Rows from a dataset:

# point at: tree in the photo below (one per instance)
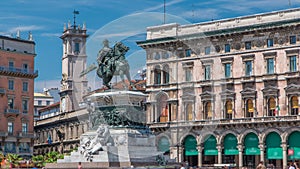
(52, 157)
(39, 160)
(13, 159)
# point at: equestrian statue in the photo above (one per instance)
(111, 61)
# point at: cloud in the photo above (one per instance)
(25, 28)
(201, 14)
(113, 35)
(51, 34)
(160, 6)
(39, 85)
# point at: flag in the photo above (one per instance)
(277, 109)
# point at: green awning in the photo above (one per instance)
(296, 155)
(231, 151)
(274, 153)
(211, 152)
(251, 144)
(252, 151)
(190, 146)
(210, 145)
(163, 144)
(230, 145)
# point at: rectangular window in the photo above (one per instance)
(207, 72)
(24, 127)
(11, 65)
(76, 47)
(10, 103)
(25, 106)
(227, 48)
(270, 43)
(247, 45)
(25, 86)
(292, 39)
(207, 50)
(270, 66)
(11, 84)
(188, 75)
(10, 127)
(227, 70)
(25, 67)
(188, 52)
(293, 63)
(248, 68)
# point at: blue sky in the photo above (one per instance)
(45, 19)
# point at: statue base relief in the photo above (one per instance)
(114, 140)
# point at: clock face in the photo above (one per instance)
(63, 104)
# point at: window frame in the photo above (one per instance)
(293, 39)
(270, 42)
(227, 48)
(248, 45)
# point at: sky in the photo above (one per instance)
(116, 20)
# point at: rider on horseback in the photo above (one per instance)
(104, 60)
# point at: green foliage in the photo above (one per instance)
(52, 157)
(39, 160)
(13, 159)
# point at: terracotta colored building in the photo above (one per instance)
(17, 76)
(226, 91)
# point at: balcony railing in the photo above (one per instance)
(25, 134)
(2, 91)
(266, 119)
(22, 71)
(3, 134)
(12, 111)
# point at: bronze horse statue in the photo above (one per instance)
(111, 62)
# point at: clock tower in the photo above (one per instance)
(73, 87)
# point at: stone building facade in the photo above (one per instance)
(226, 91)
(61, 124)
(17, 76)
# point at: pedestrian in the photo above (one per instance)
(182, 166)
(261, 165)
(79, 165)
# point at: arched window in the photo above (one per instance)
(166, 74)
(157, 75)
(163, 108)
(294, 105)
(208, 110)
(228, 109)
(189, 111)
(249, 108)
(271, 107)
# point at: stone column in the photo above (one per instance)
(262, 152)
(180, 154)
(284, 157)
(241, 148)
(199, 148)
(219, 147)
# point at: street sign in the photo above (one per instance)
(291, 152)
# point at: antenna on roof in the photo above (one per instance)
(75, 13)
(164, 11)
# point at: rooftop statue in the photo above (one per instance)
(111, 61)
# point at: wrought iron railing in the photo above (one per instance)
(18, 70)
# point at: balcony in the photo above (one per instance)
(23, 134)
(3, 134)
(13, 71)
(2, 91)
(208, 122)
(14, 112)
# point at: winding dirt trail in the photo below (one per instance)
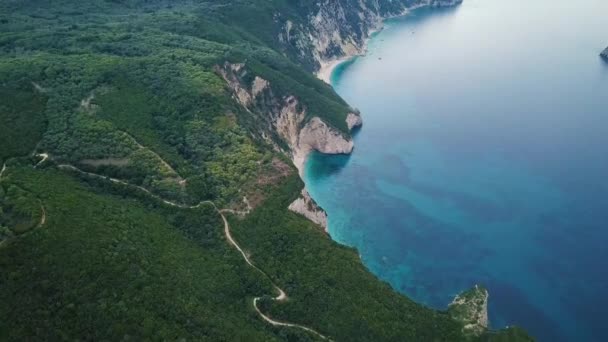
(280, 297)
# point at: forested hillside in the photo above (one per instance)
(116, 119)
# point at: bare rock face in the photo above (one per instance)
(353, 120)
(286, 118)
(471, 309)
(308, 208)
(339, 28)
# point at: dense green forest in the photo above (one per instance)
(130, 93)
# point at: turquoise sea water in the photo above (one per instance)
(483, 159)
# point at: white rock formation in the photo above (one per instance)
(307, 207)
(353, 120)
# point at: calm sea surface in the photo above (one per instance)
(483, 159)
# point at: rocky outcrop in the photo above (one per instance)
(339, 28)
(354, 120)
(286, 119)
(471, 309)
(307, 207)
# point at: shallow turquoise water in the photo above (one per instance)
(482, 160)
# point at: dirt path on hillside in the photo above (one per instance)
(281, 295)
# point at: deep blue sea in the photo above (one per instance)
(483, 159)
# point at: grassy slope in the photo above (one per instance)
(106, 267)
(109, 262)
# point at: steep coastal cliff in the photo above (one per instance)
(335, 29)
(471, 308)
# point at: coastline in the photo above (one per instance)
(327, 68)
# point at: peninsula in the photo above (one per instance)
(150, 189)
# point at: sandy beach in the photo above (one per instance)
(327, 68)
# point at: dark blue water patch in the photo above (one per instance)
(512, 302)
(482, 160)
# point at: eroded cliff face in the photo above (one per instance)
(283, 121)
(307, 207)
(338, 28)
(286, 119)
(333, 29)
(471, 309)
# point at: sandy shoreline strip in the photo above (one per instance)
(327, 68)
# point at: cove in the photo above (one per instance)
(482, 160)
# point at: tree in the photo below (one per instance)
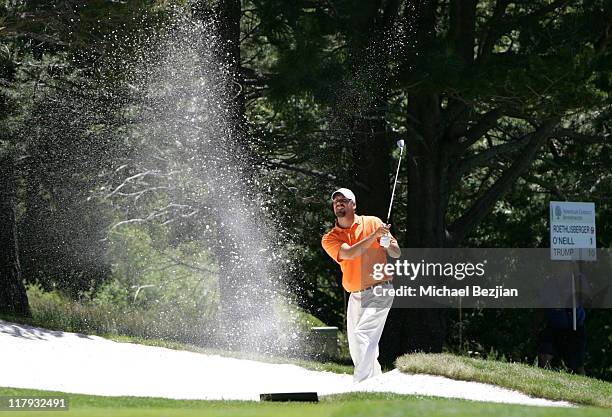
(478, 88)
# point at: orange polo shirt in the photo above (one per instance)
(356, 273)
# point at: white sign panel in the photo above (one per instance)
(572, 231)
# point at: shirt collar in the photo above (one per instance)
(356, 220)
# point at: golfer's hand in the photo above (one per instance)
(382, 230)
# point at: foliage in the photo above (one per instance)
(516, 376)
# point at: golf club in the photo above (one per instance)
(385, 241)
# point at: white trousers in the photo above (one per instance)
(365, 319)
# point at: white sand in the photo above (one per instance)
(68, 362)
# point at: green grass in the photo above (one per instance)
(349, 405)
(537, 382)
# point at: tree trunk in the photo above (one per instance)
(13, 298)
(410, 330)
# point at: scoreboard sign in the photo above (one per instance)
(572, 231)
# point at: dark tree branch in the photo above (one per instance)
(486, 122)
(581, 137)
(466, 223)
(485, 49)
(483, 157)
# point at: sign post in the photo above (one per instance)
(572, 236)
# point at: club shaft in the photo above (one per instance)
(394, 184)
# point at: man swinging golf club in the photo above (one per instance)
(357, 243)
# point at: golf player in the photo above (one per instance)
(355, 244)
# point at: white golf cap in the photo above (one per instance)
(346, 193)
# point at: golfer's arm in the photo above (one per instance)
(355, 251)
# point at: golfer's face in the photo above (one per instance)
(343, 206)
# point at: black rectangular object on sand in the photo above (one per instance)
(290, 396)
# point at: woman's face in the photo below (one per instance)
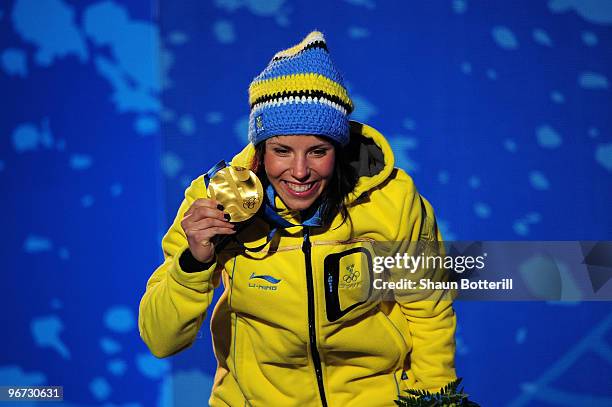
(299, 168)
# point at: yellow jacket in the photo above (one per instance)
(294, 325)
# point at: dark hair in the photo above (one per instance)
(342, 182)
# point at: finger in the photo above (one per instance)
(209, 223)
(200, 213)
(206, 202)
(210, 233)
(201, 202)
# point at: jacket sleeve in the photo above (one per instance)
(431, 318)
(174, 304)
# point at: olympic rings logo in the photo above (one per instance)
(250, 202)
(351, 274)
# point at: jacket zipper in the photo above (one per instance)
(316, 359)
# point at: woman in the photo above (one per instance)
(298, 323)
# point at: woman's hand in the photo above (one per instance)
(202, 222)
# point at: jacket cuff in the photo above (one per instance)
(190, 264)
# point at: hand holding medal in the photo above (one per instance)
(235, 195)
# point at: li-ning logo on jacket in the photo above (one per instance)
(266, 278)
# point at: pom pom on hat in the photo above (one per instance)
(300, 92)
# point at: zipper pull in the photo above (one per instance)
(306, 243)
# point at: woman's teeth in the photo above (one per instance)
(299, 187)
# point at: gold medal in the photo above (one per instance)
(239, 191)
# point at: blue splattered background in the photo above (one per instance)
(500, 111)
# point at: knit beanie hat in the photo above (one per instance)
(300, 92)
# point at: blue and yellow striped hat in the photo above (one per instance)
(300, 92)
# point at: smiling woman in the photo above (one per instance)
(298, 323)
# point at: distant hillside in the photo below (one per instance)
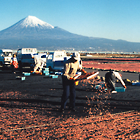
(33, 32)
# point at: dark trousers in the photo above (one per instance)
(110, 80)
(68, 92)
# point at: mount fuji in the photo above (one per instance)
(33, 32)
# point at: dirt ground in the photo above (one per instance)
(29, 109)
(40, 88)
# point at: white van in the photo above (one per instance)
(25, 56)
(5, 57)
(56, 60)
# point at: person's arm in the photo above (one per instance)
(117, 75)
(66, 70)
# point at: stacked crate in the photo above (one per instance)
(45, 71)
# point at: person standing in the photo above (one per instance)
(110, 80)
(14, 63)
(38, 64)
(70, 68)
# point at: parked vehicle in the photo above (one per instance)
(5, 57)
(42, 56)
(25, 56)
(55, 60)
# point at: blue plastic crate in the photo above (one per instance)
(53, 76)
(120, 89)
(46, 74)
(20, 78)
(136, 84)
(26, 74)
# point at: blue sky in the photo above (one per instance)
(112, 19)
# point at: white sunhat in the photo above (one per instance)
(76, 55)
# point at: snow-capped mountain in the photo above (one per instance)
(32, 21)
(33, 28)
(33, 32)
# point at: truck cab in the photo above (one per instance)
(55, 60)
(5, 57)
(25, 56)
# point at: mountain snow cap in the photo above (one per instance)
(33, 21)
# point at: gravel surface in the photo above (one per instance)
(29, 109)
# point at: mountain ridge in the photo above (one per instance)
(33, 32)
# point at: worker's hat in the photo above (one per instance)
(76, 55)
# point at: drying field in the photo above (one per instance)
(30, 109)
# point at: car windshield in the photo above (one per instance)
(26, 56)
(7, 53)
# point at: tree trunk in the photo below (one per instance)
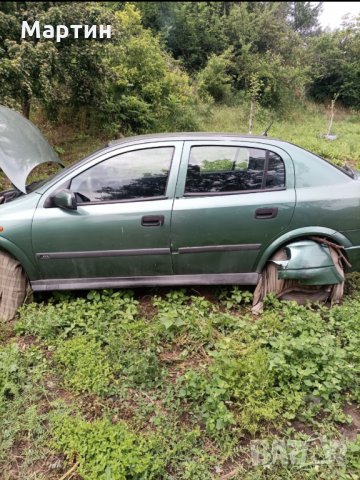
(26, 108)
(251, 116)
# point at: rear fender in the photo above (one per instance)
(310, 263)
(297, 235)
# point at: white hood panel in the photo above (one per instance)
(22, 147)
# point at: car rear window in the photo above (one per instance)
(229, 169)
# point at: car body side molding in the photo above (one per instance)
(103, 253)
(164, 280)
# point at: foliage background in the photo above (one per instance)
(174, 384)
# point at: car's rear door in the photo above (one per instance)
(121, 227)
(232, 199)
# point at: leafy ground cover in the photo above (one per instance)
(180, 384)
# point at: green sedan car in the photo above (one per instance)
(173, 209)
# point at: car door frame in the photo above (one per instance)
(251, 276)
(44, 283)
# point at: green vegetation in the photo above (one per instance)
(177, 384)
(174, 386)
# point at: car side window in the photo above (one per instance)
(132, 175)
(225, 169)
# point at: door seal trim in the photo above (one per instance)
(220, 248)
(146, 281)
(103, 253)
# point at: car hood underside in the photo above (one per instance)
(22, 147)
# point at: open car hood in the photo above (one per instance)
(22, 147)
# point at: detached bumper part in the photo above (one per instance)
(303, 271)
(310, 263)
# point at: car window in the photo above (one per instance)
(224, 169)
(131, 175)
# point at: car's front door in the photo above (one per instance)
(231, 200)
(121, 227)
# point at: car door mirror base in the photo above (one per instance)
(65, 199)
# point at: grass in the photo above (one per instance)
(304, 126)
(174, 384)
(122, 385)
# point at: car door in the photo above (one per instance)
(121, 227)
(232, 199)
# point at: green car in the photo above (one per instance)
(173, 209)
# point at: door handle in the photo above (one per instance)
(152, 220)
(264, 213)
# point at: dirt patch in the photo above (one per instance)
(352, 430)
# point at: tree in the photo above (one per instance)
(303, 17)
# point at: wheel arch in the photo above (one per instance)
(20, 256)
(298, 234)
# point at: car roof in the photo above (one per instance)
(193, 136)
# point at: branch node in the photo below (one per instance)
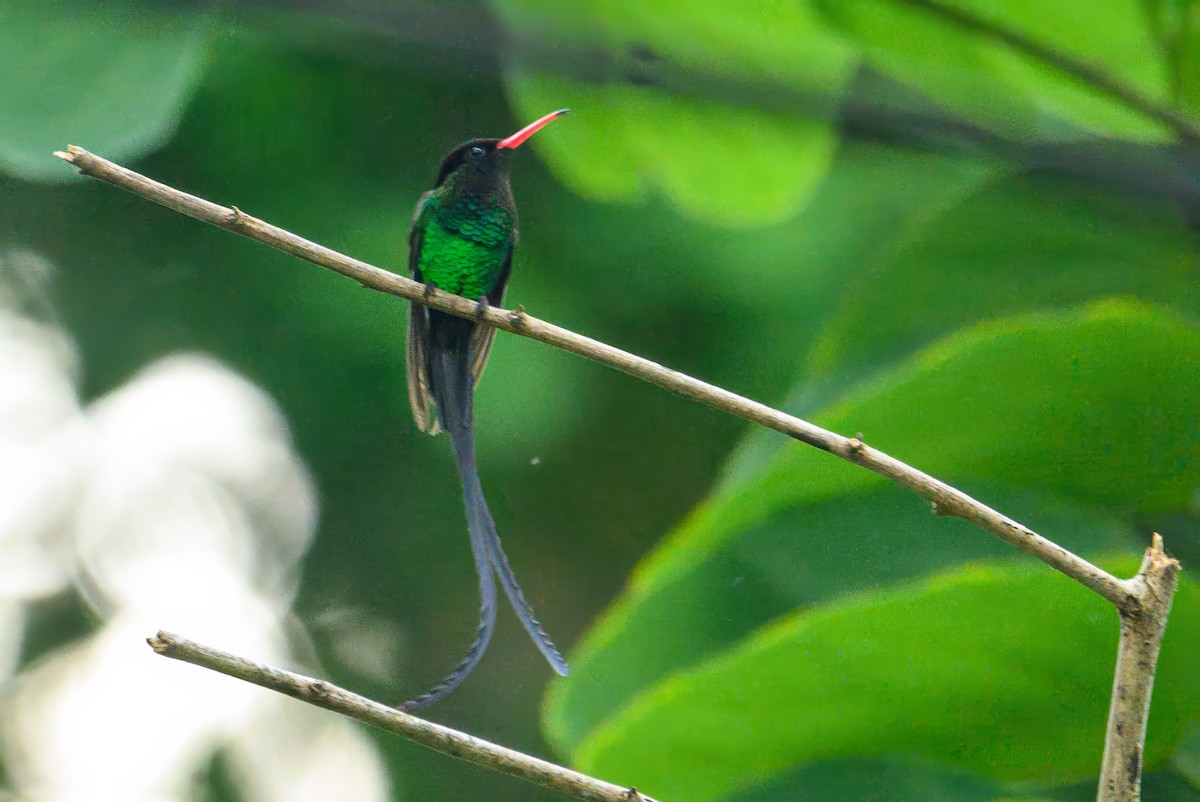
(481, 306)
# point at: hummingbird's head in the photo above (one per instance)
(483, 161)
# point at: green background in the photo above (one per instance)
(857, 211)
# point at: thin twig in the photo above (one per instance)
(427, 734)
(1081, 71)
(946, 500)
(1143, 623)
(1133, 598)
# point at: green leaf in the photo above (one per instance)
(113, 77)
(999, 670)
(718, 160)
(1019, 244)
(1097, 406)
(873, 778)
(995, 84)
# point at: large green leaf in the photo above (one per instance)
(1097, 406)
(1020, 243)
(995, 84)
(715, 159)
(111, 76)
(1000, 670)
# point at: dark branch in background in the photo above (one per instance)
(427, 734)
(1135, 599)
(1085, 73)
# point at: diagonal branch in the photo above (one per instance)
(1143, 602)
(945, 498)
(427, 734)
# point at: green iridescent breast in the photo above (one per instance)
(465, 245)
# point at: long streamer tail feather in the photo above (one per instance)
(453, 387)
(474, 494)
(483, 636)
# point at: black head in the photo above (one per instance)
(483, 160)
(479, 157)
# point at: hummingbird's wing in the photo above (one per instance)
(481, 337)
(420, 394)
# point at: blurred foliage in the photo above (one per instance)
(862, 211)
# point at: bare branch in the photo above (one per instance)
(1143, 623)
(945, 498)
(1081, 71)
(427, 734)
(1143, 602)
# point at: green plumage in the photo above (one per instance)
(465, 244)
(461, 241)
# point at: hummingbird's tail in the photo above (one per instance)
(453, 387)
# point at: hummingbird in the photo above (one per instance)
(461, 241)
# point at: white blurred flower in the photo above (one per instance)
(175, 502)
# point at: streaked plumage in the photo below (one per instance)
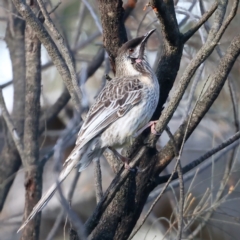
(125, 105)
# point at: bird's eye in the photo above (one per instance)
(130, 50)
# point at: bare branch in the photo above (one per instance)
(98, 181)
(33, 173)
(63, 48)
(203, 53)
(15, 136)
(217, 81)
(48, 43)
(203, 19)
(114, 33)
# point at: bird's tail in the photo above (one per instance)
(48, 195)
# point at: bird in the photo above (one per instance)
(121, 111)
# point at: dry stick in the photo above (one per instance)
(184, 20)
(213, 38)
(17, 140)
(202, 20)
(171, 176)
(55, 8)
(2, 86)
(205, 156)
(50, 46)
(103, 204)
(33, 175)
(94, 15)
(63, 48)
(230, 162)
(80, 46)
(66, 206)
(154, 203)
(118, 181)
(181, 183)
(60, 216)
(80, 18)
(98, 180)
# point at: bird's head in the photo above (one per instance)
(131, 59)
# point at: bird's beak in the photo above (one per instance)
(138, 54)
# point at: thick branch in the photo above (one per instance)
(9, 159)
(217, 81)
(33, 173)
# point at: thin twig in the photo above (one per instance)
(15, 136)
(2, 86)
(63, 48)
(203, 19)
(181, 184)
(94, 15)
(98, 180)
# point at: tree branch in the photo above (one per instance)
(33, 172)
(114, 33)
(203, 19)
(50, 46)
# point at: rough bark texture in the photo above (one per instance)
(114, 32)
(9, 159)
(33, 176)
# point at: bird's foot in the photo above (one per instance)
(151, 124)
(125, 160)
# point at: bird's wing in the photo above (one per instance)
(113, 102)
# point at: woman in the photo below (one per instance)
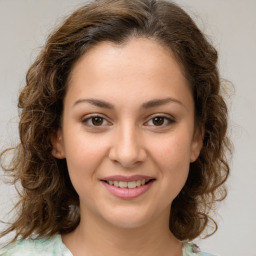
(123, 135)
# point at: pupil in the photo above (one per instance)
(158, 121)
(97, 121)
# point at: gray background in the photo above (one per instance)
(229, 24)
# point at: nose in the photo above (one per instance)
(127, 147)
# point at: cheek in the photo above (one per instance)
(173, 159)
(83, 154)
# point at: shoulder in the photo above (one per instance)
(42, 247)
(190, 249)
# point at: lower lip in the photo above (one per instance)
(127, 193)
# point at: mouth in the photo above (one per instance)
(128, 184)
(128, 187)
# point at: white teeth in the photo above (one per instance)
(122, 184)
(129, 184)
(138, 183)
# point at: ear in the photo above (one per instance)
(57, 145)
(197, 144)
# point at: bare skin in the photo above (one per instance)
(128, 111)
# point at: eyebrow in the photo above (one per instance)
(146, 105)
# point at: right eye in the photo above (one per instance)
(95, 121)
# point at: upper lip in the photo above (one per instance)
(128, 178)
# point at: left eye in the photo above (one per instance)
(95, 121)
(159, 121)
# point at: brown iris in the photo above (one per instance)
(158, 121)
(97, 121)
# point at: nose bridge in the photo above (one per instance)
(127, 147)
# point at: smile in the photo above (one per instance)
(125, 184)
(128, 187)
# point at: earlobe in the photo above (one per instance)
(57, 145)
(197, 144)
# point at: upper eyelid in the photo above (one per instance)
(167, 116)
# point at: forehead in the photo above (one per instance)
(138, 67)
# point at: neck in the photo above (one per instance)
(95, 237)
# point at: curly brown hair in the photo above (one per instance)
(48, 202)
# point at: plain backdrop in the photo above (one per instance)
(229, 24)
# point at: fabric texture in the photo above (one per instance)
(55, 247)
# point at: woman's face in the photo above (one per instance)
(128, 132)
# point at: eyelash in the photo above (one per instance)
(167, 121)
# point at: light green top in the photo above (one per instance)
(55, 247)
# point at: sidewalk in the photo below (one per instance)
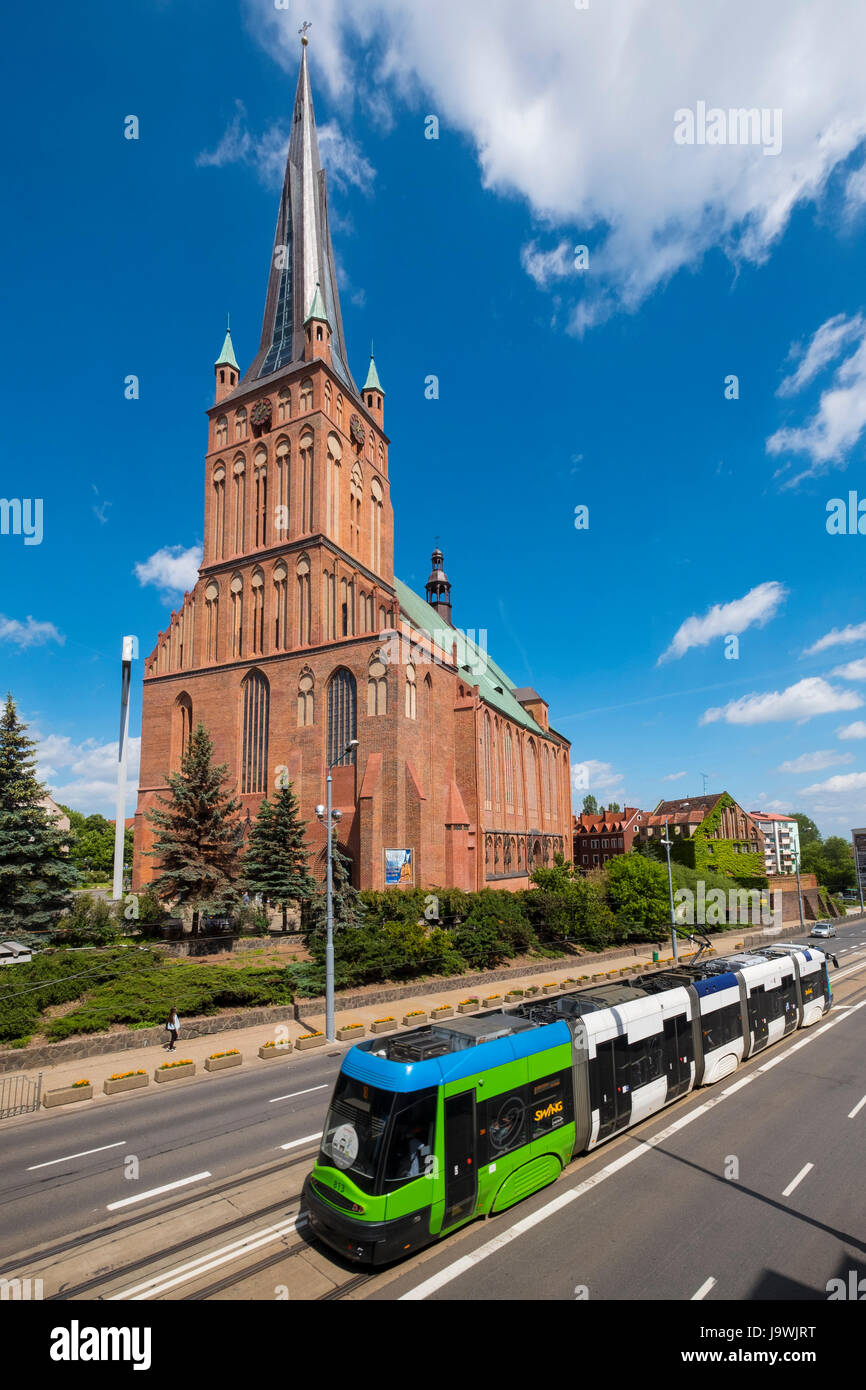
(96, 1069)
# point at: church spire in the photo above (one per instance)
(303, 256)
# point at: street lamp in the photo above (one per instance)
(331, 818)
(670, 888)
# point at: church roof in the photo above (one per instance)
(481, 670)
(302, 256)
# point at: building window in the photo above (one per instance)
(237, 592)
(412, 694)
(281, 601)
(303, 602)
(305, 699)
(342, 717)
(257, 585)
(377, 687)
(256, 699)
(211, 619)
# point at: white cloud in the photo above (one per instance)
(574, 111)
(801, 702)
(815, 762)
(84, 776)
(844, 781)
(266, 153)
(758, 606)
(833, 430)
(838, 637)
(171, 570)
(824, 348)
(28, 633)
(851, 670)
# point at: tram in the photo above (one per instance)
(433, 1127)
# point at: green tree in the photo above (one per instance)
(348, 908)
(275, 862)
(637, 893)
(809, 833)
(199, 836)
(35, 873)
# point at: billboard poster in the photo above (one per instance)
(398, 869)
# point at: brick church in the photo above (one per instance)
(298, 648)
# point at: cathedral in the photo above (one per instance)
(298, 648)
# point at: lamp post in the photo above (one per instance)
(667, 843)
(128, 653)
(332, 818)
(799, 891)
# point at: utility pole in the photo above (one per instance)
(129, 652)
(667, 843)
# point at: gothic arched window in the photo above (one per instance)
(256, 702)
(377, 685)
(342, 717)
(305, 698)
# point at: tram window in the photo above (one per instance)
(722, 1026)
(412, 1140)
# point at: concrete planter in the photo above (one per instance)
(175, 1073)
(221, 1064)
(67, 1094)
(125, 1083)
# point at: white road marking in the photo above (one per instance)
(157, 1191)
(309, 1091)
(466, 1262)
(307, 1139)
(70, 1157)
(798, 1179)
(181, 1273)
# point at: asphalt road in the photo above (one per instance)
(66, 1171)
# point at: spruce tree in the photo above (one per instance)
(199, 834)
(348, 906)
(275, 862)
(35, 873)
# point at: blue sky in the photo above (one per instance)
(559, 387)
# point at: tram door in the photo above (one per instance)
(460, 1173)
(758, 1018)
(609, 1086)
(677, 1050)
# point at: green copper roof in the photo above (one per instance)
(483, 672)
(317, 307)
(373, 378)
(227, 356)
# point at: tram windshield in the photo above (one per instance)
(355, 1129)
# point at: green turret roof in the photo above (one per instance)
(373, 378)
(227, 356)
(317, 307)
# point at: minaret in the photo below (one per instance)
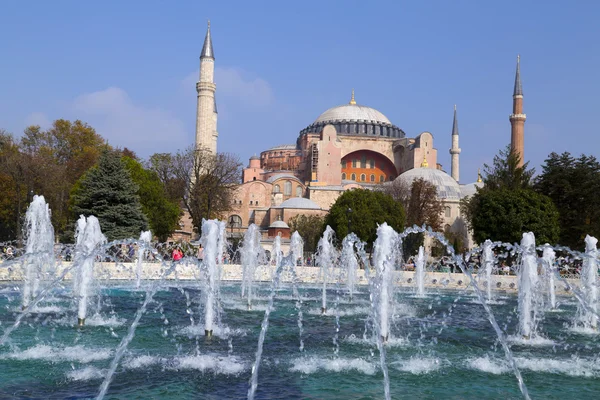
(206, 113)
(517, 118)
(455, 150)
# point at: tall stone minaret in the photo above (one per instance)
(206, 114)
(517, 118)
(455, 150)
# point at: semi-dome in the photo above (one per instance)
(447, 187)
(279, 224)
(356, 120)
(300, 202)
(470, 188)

**What is required**
Retype the lines of the records above, starting at the line that contains "# point at: wheel" and ending at the line that contains "(1000, 670)", with both of those lines included. Leave out the pictures.

**Exercise answer**
# point at: wheel arch in the photo above (one per instance)
(20, 256)
(298, 234)
# point at: car roof in the photo above (one per instance)
(193, 136)
# point at: branch node in the photo below (one per instance)
(481, 306)
# point at: hummingbird's head in the photo above (one per instance)
(483, 161)
# point at: green background in the photo above (one per instance)
(857, 211)
# point at: thin twig in the photo above (one per instance)
(427, 734)
(1081, 71)
(946, 500)
(1143, 623)
(1133, 598)
# point at: green leaf in the photo above (one per instance)
(113, 77)
(999, 670)
(718, 160)
(1019, 244)
(1097, 406)
(873, 778)
(995, 84)
# point at: large green leaf in the photo above (one per instance)
(1097, 406)
(1020, 243)
(995, 84)
(715, 159)
(111, 76)
(1000, 670)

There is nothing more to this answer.